[Task details]: Pick up the review of the Vintage Living Texts study guides where it stops and write the next part.

[Source extract]:
If you have books or other resources you would like to recommend, whether for teachers or for use in class, please contact us. Perhaps your students would like to help review new titles?

These are examples of the reviews contained within the members' section of the site.

Titles Vintage Living Texts: Martin Amis and Salman Rushdie (two volumes in series)
Authors Margaret Reynolds and Jonathan Noakes
Reviewed byPeter Owen
See the 'Vintage Living Texts' in our bookshop Vintage Living Texts series
'Vintage Living Texts' is a new range of critical guides to modern literature, each volume centred on one author and focused on three or four texts. In an effort to broaden the potential readership, the texts offer themselves to 'teacher, student or general reader', although the preface reveals that the real target audience is teachers and students of A Level Literature. The exercises are 'tailored to [AS and A2] assessment objectives' (while acknowledging that these will vary for each specification) and the texts and authors included (Morrison, McEwan, Atwood, Winterson and others) are all likely to appear on specifications or be chosen for coursework modules. The advantage for a teacher is that the exercises and proposed routes through the novels can be 'easily fitted into a lesson plan' (which, generally speaking, is so). For A Level students, the guides are admirably accessible, student-friendly features including:

  • a recent author interview, each conducted specifically for this series;
  • a bibliography listing websites as well as books;
  • a selection of extracts from contemporary reviews of the novels;
  • sensible suggestions about the different types of 'reading activity' these texts might require;
  • an accessible glossary of literary terms (different in each volume: a refreshing change).
Random House's description of these volumes as 'a new concept in reading guides' might be a touch grandiose, but they do represent a convenient compilation of several of the most useful strands of good reading guides: their claim to be as useful to the student as to the teacher is well-sustained.

Buy Martin Amis from our bookshop Martin Amis
The author-interview is substantial (15 pages), informative and readable. Perceptive questions are posed and Amis provides answers which conveniently touch on several of the frameworks most A Level teachers would want to provide for their students: Burgess' distinction between A-type and B-type novels; a brief working definition of post-modernism; the existence of an 'ideal reader'. Moreover, his conversational style implies a thoughtful and amiable man (a useful contrast, for first-time readers, to the various fictional narrators of the novels they are about to study). This interview would itself provide enough material for a short series of introductory lessons, and the 'reading guides' provided for each novel are extrapolated from issues raised in the interview.

The sections of the book most likely to be used as lesson outlines or private study frameworks are labelled 'reading activities', and, for the most part, provide sensible pointers to the main themes and contexts of the novels without becoming overly prescriptive. The format of the questions will be familiar: usually identifying an area for exploration and asking the student to examine their own reactions to it. Typical question-stems are:

  • List all the occasions where [theme] is mentioned. What does this suggest to you about... ?
  • Assess the importance of the descriptions of [character] in the novel so far.

[Material provided]:
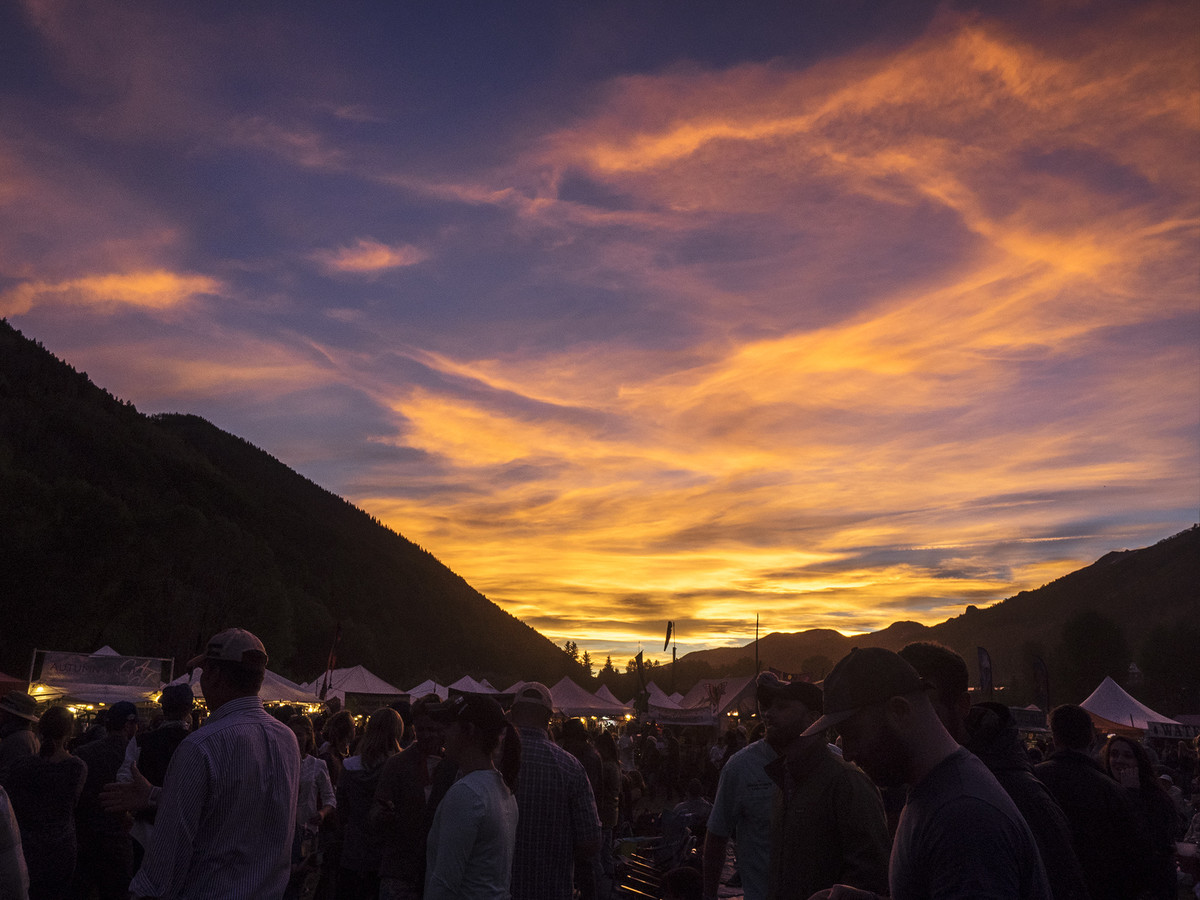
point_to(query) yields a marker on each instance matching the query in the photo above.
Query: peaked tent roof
(354, 679)
(429, 687)
(660, 700)
(469, 685)
(573, 700)
(607, 695)
(1111, 702)
(275, 688)
(731, 694)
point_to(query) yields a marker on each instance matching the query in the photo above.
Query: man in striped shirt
(558, 827)
(226, 815)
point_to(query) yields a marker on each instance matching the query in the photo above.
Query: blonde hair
(381, 738)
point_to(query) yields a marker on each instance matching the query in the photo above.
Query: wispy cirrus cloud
(149, 291)
(837, 340)
(369, 256)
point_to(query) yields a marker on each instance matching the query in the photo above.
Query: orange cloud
(370, 256)
(739, 473)
(151, 291)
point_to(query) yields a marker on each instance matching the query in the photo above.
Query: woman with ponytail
(474, 831)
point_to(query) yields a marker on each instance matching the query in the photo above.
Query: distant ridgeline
(151, 533)
(1135, 606)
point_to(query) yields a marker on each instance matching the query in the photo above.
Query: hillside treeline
(151, 533)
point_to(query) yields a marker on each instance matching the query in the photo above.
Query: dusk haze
(833, 315)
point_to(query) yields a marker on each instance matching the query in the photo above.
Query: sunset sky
(833, 312)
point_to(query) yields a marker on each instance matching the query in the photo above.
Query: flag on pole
(331, 663)
(985, 685)
(1042, 676)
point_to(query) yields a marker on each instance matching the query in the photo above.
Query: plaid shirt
(557, 811)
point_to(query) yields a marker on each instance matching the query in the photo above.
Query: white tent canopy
(429, 687)
(603, 693)
(571, 700)
(727, 695)
(275, 688)
(1110, 701)
(469, 685)
(102, 677)
(355, 679)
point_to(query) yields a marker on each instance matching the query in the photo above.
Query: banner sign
(60, 670)
(1171, 731)
(1029, 719)
(366, 703)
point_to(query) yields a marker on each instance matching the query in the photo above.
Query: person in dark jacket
(1108, 841)
(412, 784)
(358, 875)
(106, 850)
(989, 731)
(827, 826)
(1128, 763)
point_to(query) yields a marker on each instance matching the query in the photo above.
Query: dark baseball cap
(862, 678)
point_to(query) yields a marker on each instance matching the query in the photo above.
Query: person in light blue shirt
(474, 832)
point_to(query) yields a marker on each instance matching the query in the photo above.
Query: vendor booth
(97, 678)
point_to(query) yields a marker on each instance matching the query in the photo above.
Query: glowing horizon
(859, 322)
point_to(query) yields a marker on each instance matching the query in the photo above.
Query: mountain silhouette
(153, 533)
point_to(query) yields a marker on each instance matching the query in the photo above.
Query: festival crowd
(922, 796)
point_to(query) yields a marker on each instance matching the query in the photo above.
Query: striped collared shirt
(13, 876)
(227, 811)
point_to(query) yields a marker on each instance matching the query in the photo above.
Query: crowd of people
(922, 796)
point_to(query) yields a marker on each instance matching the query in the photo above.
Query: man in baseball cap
(828, 826)
(226, 816)
(18, 712)
(558, 821)
(959, 834)
(235, 646)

[Response]:
  • Consider and discuss the relationship between [theme] and [theme] in the novel.
  • What is the purpose of [character]'s role in the novel?
These traditional formats are generally used skilfully to explore the issues at the heart of four complex modern novels.

Students are regularly invited to access the internet for information, with specific website addresses provided, and opportunities to widen the students' reading beyond Amis (and indeed, beyond fiction) are usually seized upon: following up all the wider reading suggestions would direct a conscientious reader to Swift, Dickens, Salinger, Eliot, Romeo and Juliet and - inevitably - Kingsley Amis. Teachers might wish to be aware, though, that group-activity is rarely prescribed, and that where it is, the following is usually employed: 'if you are in a group, it might be useful to discuss and combine your knowledge'. The specific organisation of how this knowledge might be 'combined' is down to the teacher.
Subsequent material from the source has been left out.